_Your goal_. When checking the entries below, count every line with the word "exact", then give only that number.

_Provided information_.

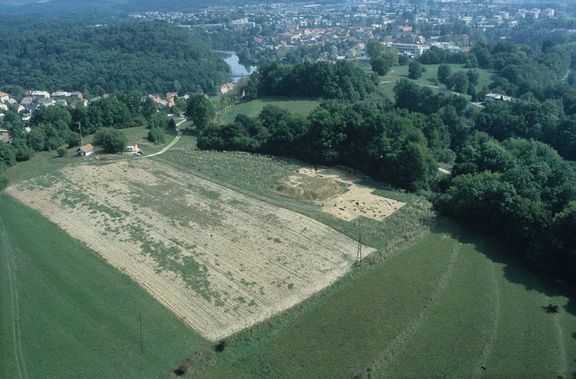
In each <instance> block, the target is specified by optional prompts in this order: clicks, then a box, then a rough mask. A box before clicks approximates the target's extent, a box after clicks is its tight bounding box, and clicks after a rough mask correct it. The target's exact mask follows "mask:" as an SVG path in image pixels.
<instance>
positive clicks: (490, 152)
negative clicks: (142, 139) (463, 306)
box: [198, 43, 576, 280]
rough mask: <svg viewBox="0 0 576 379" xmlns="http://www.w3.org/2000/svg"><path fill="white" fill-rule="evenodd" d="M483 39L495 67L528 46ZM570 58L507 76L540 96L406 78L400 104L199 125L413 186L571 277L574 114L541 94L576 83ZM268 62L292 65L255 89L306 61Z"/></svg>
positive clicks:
* * *
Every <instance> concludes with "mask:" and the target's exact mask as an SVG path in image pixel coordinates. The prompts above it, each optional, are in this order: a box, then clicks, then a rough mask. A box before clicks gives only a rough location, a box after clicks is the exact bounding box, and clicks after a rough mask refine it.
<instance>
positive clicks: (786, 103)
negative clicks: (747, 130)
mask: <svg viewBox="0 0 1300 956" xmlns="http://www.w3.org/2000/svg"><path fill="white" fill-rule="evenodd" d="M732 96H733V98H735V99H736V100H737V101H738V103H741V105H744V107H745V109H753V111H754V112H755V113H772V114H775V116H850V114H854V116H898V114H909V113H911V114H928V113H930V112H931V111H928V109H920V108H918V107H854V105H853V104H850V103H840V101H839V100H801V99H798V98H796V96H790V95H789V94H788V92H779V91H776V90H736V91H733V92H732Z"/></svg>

_Result of this task_. 2